SHORT PROBLEM → Copy out the lines of the rows starting at the line containing "of the spinifex" and ending at the line containing "<point>569,728</point>", with both ends included.

Pointing dataset excerpts
......
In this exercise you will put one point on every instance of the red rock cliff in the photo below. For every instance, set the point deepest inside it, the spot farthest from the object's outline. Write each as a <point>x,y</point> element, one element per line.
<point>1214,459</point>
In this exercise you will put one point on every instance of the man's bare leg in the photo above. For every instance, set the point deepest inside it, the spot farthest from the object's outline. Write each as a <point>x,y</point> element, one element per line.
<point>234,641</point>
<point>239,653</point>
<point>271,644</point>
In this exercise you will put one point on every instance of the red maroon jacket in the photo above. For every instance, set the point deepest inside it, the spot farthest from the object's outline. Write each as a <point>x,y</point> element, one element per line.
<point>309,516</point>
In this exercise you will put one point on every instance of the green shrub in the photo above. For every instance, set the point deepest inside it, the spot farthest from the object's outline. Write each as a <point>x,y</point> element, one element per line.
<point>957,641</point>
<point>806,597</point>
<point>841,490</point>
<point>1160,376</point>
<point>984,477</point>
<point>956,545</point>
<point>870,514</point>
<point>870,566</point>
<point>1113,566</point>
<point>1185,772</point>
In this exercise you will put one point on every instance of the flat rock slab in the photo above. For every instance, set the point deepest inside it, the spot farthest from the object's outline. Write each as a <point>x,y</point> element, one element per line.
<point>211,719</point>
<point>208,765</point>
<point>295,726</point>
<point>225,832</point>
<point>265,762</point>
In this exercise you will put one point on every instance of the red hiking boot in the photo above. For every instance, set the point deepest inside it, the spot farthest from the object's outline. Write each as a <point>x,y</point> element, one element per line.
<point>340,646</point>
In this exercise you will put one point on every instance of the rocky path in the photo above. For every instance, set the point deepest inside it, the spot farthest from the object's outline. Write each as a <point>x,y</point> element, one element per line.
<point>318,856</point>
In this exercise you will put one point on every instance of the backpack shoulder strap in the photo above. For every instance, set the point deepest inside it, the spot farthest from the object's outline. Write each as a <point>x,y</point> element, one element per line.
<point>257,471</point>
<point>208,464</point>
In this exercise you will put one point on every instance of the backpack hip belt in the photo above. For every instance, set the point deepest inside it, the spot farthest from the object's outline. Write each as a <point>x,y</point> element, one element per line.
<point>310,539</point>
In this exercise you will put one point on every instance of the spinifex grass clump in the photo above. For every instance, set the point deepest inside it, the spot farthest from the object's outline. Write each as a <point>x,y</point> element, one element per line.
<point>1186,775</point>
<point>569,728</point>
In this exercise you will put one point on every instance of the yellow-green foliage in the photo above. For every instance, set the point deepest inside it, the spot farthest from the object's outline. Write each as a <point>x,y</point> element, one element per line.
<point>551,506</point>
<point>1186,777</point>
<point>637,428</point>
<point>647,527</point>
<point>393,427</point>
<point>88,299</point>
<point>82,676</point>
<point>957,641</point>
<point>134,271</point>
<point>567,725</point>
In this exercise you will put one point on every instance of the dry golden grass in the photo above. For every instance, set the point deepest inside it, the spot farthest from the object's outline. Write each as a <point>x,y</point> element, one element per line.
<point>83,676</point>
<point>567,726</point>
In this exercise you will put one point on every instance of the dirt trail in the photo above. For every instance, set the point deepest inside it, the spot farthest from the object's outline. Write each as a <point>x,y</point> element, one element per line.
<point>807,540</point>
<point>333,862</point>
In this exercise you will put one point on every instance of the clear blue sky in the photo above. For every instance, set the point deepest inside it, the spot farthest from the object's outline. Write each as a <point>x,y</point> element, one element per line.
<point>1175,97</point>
......
SOLVED PROBLEM →
In this exercise you will put one point on every instance of the spinifex grass clump in the photo above. For every instance, set the point deepest inside it, the spot farthest from the object's outline. Write each as a <point>x,y</point> element, one element per line.
<point>1186,775</point>
<point>569,728</point>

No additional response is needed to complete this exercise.